# Raw data:
* * *

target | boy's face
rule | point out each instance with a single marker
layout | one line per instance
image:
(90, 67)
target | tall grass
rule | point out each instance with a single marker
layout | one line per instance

* * *

# Problem description:
Reproduce every line of the data above, character for character, without any change.

# Task output:
target | boy's face
rule | point out each instance with a single marker
layout | one line per instance
image:
(90, 67)
target | tall grass
rule | point out each instance with a single marker
layout | one line per instance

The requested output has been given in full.